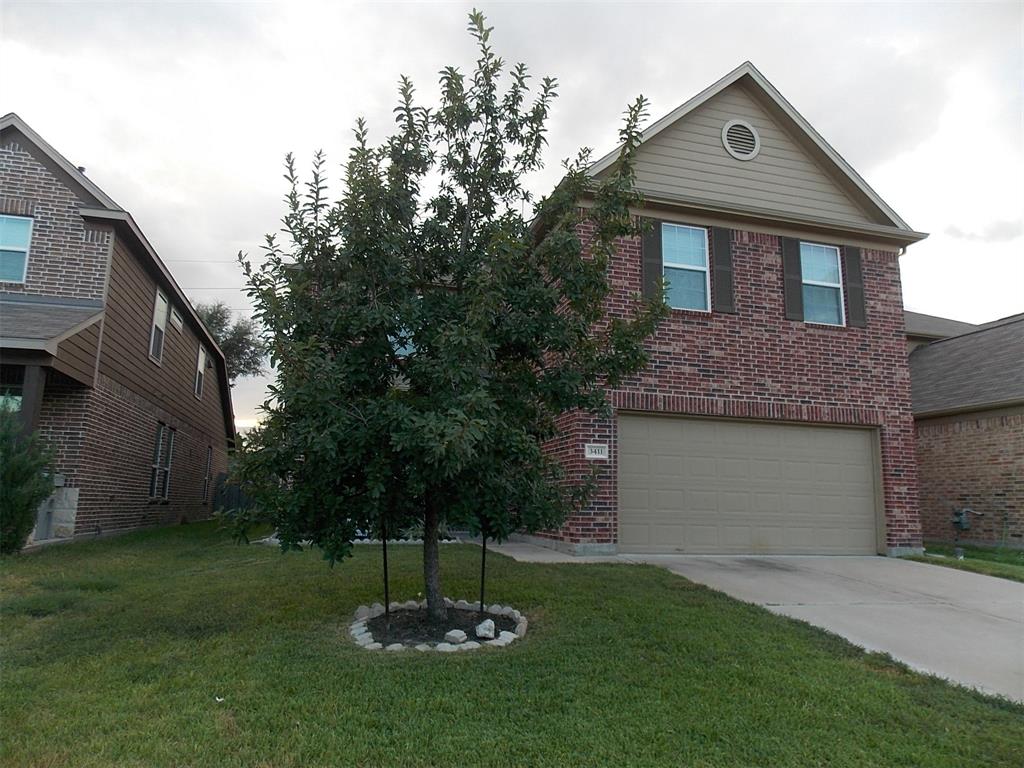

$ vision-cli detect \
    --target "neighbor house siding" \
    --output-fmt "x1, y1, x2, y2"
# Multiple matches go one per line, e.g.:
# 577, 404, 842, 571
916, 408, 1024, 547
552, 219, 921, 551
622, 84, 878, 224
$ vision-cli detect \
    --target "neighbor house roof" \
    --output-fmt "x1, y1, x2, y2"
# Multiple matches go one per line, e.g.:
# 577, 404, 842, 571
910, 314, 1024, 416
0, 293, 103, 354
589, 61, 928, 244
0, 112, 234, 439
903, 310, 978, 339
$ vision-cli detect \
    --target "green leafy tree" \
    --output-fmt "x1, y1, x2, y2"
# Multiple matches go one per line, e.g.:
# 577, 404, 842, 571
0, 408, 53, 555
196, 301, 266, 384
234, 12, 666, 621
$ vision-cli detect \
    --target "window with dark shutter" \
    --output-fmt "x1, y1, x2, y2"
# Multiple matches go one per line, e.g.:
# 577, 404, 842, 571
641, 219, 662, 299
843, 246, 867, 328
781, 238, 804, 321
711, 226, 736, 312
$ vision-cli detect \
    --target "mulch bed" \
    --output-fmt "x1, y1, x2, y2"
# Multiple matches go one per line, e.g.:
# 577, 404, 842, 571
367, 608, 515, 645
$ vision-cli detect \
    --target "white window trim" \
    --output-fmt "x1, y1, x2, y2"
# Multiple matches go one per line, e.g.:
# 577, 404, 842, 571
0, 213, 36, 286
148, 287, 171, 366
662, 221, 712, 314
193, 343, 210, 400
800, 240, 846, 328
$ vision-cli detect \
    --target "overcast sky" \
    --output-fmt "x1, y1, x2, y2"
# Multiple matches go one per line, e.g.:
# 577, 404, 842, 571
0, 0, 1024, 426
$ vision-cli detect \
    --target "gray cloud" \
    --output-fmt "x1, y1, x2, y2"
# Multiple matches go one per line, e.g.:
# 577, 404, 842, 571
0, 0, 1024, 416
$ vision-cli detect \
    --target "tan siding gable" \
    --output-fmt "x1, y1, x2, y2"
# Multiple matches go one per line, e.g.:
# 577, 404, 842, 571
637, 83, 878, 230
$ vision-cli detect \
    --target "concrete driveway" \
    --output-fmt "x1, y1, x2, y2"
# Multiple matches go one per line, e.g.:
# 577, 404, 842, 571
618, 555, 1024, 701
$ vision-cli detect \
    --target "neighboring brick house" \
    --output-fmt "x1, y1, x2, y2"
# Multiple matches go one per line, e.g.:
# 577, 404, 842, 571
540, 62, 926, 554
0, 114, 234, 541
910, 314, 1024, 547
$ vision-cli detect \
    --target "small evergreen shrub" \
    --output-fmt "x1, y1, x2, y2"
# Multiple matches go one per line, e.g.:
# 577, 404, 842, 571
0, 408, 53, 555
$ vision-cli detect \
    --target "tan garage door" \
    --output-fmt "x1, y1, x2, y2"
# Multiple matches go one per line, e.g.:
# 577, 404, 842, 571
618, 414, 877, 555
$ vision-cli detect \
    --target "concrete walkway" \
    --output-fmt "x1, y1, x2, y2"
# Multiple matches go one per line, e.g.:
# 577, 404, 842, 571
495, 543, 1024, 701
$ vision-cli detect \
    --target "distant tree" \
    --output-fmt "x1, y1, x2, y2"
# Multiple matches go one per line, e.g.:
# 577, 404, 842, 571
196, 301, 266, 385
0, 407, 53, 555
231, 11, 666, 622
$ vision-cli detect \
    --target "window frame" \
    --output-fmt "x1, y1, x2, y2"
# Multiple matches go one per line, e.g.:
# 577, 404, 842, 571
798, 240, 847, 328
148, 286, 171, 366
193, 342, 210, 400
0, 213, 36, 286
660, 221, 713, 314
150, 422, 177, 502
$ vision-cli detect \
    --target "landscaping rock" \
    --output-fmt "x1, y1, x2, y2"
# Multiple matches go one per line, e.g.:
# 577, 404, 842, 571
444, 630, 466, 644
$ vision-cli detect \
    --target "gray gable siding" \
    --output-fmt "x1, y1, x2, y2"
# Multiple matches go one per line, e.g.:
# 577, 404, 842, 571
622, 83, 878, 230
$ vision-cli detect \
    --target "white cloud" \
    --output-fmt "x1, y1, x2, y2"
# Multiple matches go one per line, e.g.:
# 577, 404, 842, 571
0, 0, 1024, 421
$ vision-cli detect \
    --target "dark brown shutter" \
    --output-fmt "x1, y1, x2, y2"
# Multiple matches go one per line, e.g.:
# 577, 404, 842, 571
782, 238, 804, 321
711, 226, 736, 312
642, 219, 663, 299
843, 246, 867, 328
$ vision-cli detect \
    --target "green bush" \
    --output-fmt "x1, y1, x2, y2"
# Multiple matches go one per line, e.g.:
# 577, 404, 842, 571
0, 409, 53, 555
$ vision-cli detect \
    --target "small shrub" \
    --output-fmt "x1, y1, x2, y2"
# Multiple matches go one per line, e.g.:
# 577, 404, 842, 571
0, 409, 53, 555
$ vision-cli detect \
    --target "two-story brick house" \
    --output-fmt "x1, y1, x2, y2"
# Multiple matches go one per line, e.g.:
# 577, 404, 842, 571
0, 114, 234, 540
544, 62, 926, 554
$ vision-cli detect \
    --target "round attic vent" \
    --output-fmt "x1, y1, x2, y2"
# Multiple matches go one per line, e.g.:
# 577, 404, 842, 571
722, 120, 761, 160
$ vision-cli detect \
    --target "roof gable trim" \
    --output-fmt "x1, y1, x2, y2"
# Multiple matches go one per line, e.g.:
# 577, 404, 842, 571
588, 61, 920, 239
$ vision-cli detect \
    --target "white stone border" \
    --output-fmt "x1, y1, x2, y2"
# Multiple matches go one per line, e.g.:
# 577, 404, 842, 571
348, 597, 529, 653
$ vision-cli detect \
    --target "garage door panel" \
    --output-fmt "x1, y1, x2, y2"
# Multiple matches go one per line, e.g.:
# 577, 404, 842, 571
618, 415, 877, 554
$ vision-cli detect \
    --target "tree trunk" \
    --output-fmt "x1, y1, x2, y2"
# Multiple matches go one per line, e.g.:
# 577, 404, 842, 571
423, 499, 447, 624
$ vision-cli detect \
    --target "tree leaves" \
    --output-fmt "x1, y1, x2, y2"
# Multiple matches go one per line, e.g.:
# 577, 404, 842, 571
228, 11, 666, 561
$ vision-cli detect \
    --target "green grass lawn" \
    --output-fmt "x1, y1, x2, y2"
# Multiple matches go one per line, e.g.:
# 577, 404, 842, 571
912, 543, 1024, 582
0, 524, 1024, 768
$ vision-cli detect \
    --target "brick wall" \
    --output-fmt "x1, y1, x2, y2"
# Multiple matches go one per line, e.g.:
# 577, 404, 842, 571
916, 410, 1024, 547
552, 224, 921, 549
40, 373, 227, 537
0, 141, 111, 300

Given problem:
Extract each line above that contains the string "tree". Matching is case-sensitive.

Correct result:
    --target "green leafy tree" \
    --target "distant tree" \
    --target "tree trunk" \
    --target "tree leaves" \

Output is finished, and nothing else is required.